Task brief:
Rewrite the items below, from the first line through the line with "[[276,127],[274,129],[274,135],[290,137],[310,138],[310,129]]", both included, keeping every request line and omitting the pictures. Multiply each coordinate in the answer outlines by 1.1 and round to whole numbers, halves up, but leave the numbers in the requests and their format samples unchanged.

[Image outline annotation entries]
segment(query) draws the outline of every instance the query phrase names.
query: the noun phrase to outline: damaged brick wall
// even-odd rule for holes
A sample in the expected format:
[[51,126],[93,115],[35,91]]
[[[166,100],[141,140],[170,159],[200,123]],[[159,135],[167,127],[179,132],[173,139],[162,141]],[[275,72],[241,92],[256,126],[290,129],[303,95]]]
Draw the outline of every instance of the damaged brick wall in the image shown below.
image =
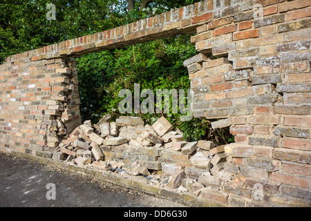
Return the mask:
[[81,124],[75,61],[28,59],[1,70],[1,146],[48,155]]
[[[191,37],[200,53],[184,64],[194,116],[223,119],[212,127],[235,136],[225,147],[229,204],[310,205],[310,3],[255,2],[263,17],[232,6]],[[258,186],[264,200],[255,199]]]
[[[258,8],[263,16],[254,17]],[[105,157],[131,161],[149,155],[155,169],[183,166],[187,177],[204,184],[200,199],[224,205],[310,206],[310,8],[304,0],[207,0],[8,57],[0,66],[1,150],[50,158],[58,142],[82,124],[70,57],[196,33],[191,42],[198,55],[184,63],[194,115],[221,119],[214,128],[229,127],[235,143],[222,147],[226,162],[216,162],[213,175],[201,176],[210,169],[204,151],[150,154],[148,148],[111,146],[103,150]],[[214,176],[223,168],[233,182],[225,173]],[[183,184],[194,193],[201,186]]]

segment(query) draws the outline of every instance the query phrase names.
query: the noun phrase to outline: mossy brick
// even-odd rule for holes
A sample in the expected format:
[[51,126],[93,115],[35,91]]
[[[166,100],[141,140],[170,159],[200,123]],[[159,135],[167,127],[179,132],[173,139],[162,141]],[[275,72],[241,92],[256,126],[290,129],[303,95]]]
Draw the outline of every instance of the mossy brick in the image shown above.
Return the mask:
[[276,127],[274,129],[274,135],[290,137],[310,138],[310,129]]

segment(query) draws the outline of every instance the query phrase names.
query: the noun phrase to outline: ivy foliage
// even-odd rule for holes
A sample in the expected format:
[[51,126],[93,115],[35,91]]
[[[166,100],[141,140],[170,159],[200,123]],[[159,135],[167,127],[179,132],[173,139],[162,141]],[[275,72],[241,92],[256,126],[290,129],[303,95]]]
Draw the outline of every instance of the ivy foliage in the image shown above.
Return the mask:
[[[124,115],[118,110],[119,103],[124,99],[118,97],[119,91],[129,89],[133,97],[134,84],[140,84],[140,92],[151,89],[155,100],[156,89],[185,89],[187,92],[190,81],[183,61],[196,53],[190,44],[190,36],[182,35],[81,56],[77,62],[83,119],[96,122],[106,113],[110,113],[113,119]],[[183,115],[180,111],[172,113],[171,99],[171,96],[169,113],[159,114],[155,110],[153,114],[128,115],[141,117],[149,125],[164,115],[184,132],[188,140],[206,139],[218,144],[233,141],[227,129],[212,130],[211,122],[206,119],[180,121]],[[144,99],[141,98],[140,104]]]

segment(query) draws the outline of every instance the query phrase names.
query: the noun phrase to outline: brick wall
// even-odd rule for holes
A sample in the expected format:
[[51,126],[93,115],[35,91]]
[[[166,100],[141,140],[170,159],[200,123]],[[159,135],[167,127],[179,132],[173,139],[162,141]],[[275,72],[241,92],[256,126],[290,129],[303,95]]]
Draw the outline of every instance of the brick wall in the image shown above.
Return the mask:
[[0,71],[1,146],[44,154],[81,124],[74,59],[26,59]]
[[[256,3],[263,17],[255,19]],[[207,0],[8,57],[0,66],[1,150],[50,157],[59,140],[81,124],[70,57],[196,33],[198,54],[184,63],[194,116],[225,119],[214,126],[229,126],[236,141],[225,147],[224,166],[234,182],[213,180],[200,197],[233,206],[310,205],[310,17],[305,0]],[[104,151],[128,160],[128,153],[143,153]],[[202,172],[191,155],[163,151],[151,156],[185,166],[189,176]],[[258,186],[263,198],[256,195]]]

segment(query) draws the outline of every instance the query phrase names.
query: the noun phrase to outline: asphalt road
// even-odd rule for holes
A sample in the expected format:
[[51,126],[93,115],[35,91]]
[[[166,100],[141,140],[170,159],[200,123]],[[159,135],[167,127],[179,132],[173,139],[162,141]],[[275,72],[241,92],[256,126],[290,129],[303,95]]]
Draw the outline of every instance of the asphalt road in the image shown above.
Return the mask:
[[179,207],[183,205],[105,186],[28,160],[0,154],[0,206]]

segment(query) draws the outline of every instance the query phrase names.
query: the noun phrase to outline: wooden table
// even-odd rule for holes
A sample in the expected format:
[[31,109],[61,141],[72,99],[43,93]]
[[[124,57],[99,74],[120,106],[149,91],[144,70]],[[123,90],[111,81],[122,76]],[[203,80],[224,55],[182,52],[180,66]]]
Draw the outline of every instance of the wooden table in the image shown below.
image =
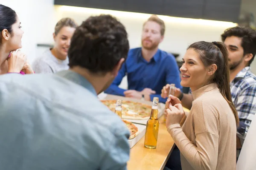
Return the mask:
[[[142,101],[110,94],[104,97],[105,99],[117,99],[149,105],[152,104],[151,101]],[[160,103],[158,106],[161,108],[161,109],[163,109],[165,105]],[[189,111],[185,108],[183,109],[185,112]],[[165,123],[164,123],[163,115],[160,117],[159,120],[159,130],[156,149],[150,149],[144,147],[144,136],[130,150],[130,160],[127,165],[128,170],[162,170],[164,167],[175,145],[172,136],[167,132]]]
[[128,170],[162,170],[164,167],[175,145],[163,122],[163,116],[159,119],[159,122],[156,149],[144,147],[144,136],[130,150]]

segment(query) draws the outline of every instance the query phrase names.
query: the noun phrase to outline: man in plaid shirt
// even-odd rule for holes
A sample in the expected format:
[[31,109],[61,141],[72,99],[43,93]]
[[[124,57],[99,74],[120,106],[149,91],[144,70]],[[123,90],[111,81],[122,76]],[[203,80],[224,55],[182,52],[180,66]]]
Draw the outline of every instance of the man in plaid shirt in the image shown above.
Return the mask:
[[[237,26],[225,30],[221,35],[221,39],[229,53],[230,91],[240,121],[236,140],[238,158],[251,122],[256,113],[256,76],[250,71],[250,65],[256,54],[256,31],[250,28]],[[169,89],[169,85],[163,87],[162,97],[168,96]],[[185,94],[176,88],[175,96],[181,101],[183,106],[191,108],[193,100],[191,90],[188,94]],[[173,96],[172,99],[175,101],[177,99]],[[166,164],[167,167],[179,169],[176,166],[179,164],[175,162],[177,159],[172,160],[171,158],[177,155],[171,155]],[[172,164],[175,165],[173,166]]]
[[221,38],[229,53],[231,96],[240,120],[237,148],[241,149],[256,113],[256,76],[250,67],[256,54],[256,32],[236,27],[225,31]]

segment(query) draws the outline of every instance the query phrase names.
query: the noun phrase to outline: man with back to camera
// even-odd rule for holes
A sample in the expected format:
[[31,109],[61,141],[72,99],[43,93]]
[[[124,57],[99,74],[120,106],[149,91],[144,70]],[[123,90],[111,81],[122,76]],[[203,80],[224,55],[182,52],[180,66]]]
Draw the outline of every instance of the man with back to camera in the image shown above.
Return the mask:
[[[142,35],[142,47],[131,49],[127,60],[117,76],[105,93],[138,99],[152,101],[161,97],[161,90],[166,84],[174,83],[181,88],[180,71],[173,55],[158,48],[163,40],[165,26],[156,15],[151,16],[144,23]],[[127,74],[128,89],[118,87]]]
[[129,131],[97,98],[129,50],[124,26],[108,15],[75,31],[69,70],[0,76],[0,169],[126,170]]

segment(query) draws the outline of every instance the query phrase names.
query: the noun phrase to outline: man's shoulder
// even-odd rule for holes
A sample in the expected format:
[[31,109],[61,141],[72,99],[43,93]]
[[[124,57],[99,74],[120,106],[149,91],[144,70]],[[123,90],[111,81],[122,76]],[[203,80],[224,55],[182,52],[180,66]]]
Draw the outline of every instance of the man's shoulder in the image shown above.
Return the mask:
[[161,57],[163,59],[176,62],[175,57],[172,54],[160,49],[159,50],[160,52]]
[[250,71],[247,71],[244,77],[236,83],[236,86],[242,90],[251,87],[256,87],[256,76]]

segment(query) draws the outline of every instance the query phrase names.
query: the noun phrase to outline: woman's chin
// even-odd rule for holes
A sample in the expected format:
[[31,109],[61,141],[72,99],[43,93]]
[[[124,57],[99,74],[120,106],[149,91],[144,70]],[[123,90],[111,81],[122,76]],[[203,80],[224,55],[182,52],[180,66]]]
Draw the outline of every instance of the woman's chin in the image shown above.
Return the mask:
[[187,83],[186,82],[184,82],[184,80],[181,80],[180,82],[180,85],[181,85],[182,87],[185,87],[186,88],[189,87],[189,85],[188,83]]

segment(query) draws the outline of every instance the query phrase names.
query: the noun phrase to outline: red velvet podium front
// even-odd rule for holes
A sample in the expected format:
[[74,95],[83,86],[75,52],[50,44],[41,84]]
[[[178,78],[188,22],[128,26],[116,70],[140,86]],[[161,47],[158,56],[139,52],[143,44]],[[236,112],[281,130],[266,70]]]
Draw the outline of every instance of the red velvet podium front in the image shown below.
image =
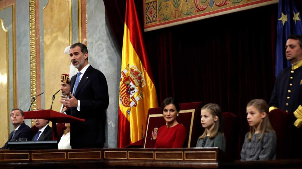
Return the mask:
[[43,110],[24,112],[26,119],[45,119],[52,122],[52,140],[57,140],[57,123],[84,122],[85,120],[79,119],[51,110]]

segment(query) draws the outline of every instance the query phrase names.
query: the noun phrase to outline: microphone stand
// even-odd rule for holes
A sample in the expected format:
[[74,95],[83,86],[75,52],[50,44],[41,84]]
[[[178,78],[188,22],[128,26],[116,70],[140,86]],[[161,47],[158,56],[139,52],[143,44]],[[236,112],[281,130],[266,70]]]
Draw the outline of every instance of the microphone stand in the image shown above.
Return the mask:
[[33,97],[32,99],[31,99],[32,101],[31,103],[31,106],[29,106],[29,108],[28,108],[29,112],[31,111],[31,106],[34,103],[34,102],[36,101],[36,98],[44,93],[44,92],[43,92],[34,97]]
[[55,100],[55,95],[58,93],[58,92],[60,91],[60,90],[59,90],[57,92],[55,93],[54,94],[52,95],[52,102],[51,102],[51,105],[50,106],[50,109],[51,110],[52,108],[52,104],[54,103],[54,100]]

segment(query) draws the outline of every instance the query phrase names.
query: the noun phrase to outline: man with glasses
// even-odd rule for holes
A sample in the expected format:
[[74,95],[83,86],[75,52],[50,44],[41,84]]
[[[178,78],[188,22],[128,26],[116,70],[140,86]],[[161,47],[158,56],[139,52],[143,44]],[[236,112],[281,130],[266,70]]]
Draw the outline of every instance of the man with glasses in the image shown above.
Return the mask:
[[[10,121],[14,130],[10,133],[7,142],[10,141],[30,141],[32,138],[32,132],[30,128],[24,123],[23,111],[19,108],[14,108],[10,113]],[[2,149],[8,148],[7,142]]]

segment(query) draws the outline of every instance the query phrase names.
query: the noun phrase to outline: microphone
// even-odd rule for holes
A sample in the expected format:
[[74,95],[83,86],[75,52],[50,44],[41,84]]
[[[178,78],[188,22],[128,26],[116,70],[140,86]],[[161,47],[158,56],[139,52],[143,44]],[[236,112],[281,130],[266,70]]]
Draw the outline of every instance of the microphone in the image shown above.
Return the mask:
[[36,98],[38,96],[39,96],[41,95],[41,94],[44,93],[44,92],[43,92],[42,93],[39,94],[37,95],[37,96],[33,97],[32,99],[31,99],[32,101],[31,101],[31,105],[30,106],[29,108],[28,108],[29,112],[31,111],[31,106],[34,103],[34,102],[36,100]]
[[33,99],[34,99],[34,98],[36,98],[37,97],[38,97],[38,96],[39,96],[41,95],[41,94],[43,94],[44,93],[44,92],[43,92],[43,93],[42,93],[41,94],[39,94],[37,95],[37,96],[35,96],[35,97],[33,97]]
[[53,95],[52,95],[52,102],[51,102],[51,106],[50,106],[51,110],[51,109],[52,108],[52,104],[54,103],[54,100],[55,100],[55,95],[57,93],[59,92],[60,90],[59,90],[57,92],[56,92]]

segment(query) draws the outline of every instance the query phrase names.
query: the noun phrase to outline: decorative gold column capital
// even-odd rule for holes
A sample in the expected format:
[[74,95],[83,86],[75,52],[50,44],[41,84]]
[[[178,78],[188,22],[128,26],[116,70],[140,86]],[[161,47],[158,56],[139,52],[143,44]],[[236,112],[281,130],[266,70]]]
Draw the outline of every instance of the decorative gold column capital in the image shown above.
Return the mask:
[[[29,31],[31,52],[31,97],[37,95],[37,63],[36,61],[36,0],[29,0]],[[31,106],[31,109],[37,109],[37,102]],[[35,125],[31,120],[31,125]]]

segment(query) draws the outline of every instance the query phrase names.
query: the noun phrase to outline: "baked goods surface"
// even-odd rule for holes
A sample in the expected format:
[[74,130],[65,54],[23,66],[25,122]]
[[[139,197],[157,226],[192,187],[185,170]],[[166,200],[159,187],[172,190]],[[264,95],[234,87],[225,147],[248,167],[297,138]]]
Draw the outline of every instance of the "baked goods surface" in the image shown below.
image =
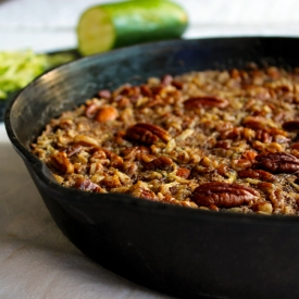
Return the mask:
[[32,151],[70,188],[298,214],[298,104],[299,68],[165,75],[99,90],[51,120]]

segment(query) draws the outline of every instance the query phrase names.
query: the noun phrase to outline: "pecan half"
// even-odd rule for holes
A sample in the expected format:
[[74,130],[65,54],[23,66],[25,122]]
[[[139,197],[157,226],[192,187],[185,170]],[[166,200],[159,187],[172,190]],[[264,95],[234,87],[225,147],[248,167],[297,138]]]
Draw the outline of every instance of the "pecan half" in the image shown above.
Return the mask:
[[108,105],[99,109],[99,112],[96,115],[96,121],[99,123],[105,123],[114,121],[117,116],[117,110],[113,105]]
[[109,89],[99,90],[98,96],[100,99],[109,100],[111,98],[111,91]]
[[212,182],[198,186],[191,200],[200,207],[232,208],[242,204],[249,204],[260,197],[260,194],[250,187],[239,184],[228,184],[222,182]]
[[203,96],[189,98],[184,102],[186,109],[196,109],[196,108],[225,108],[228,105],[228,101],[213,96]]
[[148,171],[154,171],[154,170],[171,171],[173,170],[173,161],[171,158],[162,155],[147,163],[144,163],[144,167],[145,170],[148,170]]
[[299,160],[290,153],[260,153],[256,160],[258,166],[271,173],[295,173],[299,171]]
[[257,179],[261,179],[261,180],[266,180],[266,182],[274,182],[275,180],[275,176],[272,173],[269,173],[266,171],[262,171],[262,170],[242,170],[238,172],[238,176],[240,178],[257,178]]
[[188,178],[190,176],[191,172],[186,169],[186,167],[179,167],[177,171],[176,171],[176,175],[177,176],[180,176],[183,178]]
[[159,139],[162,139],[163,141],[169,141],[171,139],[171,136],[165,129],[160,126],[147,123],[137,123],[127,129],[125,138],[146,145],[152,145]]
[[101,192],[102,188],[92,183],[89,179],[85,179],[85,178],[79,178],[75,185],[74,188],[79,189],[79,190],[84,190],[84,191],[89,191],[89,192]]

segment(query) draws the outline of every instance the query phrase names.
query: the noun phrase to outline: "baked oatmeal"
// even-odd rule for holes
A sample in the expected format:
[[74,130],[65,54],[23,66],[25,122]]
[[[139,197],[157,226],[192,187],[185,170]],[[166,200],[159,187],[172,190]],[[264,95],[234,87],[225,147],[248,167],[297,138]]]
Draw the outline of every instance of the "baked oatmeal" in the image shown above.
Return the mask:
[[51,120],[32,151],[70,188],[298,214],[298,104],[299,68],[165,75],[100,90]]

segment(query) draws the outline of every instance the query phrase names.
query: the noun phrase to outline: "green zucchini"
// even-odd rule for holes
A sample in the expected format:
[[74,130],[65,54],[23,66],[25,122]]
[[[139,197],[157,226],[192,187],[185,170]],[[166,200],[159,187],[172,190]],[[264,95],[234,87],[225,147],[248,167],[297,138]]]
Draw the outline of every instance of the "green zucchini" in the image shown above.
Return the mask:
[[132,0],[87,9],[77,26],[83,55],[161,39],[178,38],[188,26],[186,12],[166,0]]

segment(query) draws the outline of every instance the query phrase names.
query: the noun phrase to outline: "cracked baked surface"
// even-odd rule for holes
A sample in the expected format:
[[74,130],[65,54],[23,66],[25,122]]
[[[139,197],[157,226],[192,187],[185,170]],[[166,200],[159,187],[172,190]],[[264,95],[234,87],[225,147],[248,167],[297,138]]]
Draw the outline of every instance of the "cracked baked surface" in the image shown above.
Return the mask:
[[299,68],[165,75],[99,90],[51,120],[32,151],[70,188],[298,214],[298,103]]

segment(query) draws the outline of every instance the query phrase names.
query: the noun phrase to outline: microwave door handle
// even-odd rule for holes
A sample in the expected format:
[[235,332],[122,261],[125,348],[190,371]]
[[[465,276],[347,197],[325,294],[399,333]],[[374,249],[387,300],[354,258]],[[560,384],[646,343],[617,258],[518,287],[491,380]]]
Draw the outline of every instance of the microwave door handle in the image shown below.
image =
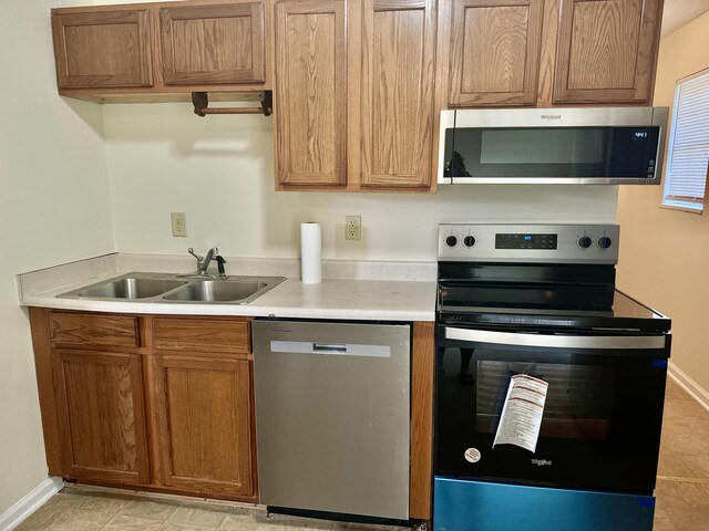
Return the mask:
[[446,340],[545,348],[661,350],[664,335],[542,335],[445,327]]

Result:
segment(query) draws the outline of every instance the query phrase names.
query: the noun phrase to outline: damaged brick wall
// even-odd rule for holes
A sample in the expected format:
[[51,126],[93,115],[35,91]]
[[[166,100],[141,140],[170,159],[200,123]],[[159,135],[167,127],[179,132],[173,139],[162,141]],[[275,72],[241,92],[256,126],[290,129],[303,95]]]
Draw the outline of every instance of the damaged brick wall in the image shown below.
image =
Return the mask:
[[89,136],[83,67],[31,65],[1,77],[1,161],[53,171]]
[[[210,41],[220,58],[202,70],[213,128],[245,131],[233,140],[259,150],[248,162],[252,224],[341,226],[341,3],[281,2],[289,19],[255,7]],[[284,205],[290,220],[281,219]]]
[[[284,9],[289,18],[279,19]],[[116,173],[144,177],[164,171],[171,186],[201,183],[206,195],[224,202],[220,219],[246,226],[341,227],[341,9],[334,0],[228,0],[9,63],[0,73],[1,165],[55,174],[64,156],[90,136],[77,63],[216,36],[210,46],[218,61],[202,69],[213,127],[243,131],[235,141],[252,140],[259,157],[244,162],[249,178],[238,178],[234,193],[221,194],[231,186],[224,166],[165,169],[163,163],[122,161],[113,165]],[[235,194],[245,185],[256,200],[248,190]],[[201,202],[213,212],[221,205]]]

segment(query) draws the outline of every instance the query phrase names.
query: the noun phrase to outline: mossy brick
// even-odd rule for holes
A sample in the expected format:
[[51,126],[93,115],[35,91]]
[[[166,100],[141,140],[170,159],[200,123]],[[159,135],[167,127],[179,132],[173,139],[162,141]],[[275,72],[241,92],[256,126],[290,129],[303,95]]]
Draw the outline of every instance of the mossy brick in the image shown above.
Return the mask:
[[304,140],[301,142],[301,149],[319,151],[341,152],[341,142]]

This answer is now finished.